— begin —

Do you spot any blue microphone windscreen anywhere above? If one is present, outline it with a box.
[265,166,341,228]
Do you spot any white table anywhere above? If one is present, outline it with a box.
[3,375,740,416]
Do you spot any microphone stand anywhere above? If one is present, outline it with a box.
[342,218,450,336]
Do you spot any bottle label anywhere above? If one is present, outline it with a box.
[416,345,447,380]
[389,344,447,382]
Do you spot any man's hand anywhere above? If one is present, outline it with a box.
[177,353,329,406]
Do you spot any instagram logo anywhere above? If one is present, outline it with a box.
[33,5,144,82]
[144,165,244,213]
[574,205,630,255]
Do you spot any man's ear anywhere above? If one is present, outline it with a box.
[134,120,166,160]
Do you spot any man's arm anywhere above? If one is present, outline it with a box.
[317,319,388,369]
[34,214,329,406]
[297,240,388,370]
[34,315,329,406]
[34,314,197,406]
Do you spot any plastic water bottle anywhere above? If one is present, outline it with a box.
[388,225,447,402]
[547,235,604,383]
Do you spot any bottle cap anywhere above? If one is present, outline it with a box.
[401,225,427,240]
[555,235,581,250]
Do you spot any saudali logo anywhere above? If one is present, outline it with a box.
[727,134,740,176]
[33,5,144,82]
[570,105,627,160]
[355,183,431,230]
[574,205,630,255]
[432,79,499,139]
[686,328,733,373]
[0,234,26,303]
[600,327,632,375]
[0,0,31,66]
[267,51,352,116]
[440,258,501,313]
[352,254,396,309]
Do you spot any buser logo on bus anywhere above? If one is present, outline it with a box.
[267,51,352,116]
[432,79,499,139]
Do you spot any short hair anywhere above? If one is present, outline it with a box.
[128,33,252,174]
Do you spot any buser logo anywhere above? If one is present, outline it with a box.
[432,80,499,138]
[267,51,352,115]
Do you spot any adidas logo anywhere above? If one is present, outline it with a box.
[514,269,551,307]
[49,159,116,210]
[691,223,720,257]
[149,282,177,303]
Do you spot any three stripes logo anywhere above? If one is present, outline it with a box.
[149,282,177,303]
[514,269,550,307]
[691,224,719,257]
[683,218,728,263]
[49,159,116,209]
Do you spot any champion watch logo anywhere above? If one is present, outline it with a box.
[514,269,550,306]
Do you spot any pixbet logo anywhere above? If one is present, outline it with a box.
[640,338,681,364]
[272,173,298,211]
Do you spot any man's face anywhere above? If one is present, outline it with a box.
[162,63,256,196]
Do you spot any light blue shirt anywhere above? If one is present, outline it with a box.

— end —

Exercise task: Begin with the line that contains "Do you spot any buser logo on" and end with the last line of the records; set down every line in that span exactly, and nothing else.

Answer for this exercise:
Do you spot any buser logo on bus anywhere above? If one is present, outline it with a box.
[267,51,352,116]
[432,79,499,139]
Do you spot any short hair anywhere above? If one is present, outline it with a box.
[128,33,252,174]
Do you spot any buser logo anywhere above? If one is present, outline it with a box.
[432,80,499,138]
[267,51,352,115]
Do you spot any adidas logo anywhere above? If one is present, outline it with a box.
[514,269,551,307]
[49,159,116,210]
[691,223,720,257]
[149,282,177,303]
Do you spot any three stripes logo anywhere above? If one is present, outline it with a box.
[149,282,177,303]
[514,269,550,307]
[691,224,719,257]
[683,218,728,263]
[49,159,116,209]
Do you spot any champion watch logo anywhere above? If one is present, outline it with a box.
[514,269,550,306]
Do you spot any pixbet logo anywhere above? If one is present, outline it with a box.
[640,338,681,364]
[272,173,298,211]
Do you spot any man's face anywhere above? If one is present, outline it with a box.
[162,63,256,196]
Do you spot any light blue shirt anywhere above? If one is present, outline it with a box.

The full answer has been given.